*Problem details*. Reproduce all of the listing below without alteration.
══════════
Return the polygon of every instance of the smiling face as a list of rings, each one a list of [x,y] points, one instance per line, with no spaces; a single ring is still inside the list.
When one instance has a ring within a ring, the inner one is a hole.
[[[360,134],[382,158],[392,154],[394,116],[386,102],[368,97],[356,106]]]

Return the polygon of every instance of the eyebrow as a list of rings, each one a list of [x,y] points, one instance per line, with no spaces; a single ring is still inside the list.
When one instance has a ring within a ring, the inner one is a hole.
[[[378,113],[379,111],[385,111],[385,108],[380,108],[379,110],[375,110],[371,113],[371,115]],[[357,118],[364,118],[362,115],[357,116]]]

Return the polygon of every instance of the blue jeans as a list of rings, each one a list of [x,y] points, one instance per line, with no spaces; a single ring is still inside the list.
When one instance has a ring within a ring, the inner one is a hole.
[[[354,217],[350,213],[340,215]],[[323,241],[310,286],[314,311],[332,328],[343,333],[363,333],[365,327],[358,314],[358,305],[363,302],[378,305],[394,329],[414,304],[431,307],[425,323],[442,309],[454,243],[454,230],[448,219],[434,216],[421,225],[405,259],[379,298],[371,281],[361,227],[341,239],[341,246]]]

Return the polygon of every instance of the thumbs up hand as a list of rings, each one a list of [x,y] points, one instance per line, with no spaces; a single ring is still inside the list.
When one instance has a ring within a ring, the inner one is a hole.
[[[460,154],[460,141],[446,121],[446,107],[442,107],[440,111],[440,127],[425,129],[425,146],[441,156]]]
══════════
*Result below*.
Return the polygon of every instance of the smiling face as a list of rings, each one a list of [x,y] points, one instance per line, with no spaces; a single ring is still inside the list.
When one instance has a ring within a ring, the inner one is a hole.
[[[360,134],[382,158],[392,154],[394,116],[386,102],[368,97],[356,106]]]

Return the polygon of every instance of the eyebrow as a list of rings, each one a list of [x,y] points, one instance per line, with no spaces; a single ring is still inside the list.
When one instance has a ring within a ring, the inner one is a hole.
[[[378,113],[379,111],[385,111],[385,108],[380,108],[379,110],[375,110],[371,113],[371,115]],[[357,118],[364,118],[362,115],[357,116]]]

Return the polygon of every instance of the blue jeans as a list of rings, each one a list of [x,y] points, one instance per line, with no spaces; a single ring is still inside the list.
When one instance has a ring within a ring, the inner one is a hole.
[[[354,217],[350,213],[340,215]],[[323,241],[310,286],[314,311],[332,328],[343,333],[363,333],[365,327],[358,314],[358,305],[363,302],[378,305],[394,329],[414,304],[431,307],[425,323],[442,309],[454,243],[454,230],[448,219],[434,216],[421,225],[405,259],[379,298],[371,281],[361,227],[341,239],[341,246]]]

Return the polygon of every instance of the thumbs up hand as a list of rings, each one a list of [x,y] points, one instance per line, with no spaces; a single ring is still inside the list.
When one instance has a ring within a ring, the inner one is a hole.
[[[460,154],[460,141],[446,121],[446,107],[442,107],[440,111],[440,127],[425,129],[425,146],[441,156]]]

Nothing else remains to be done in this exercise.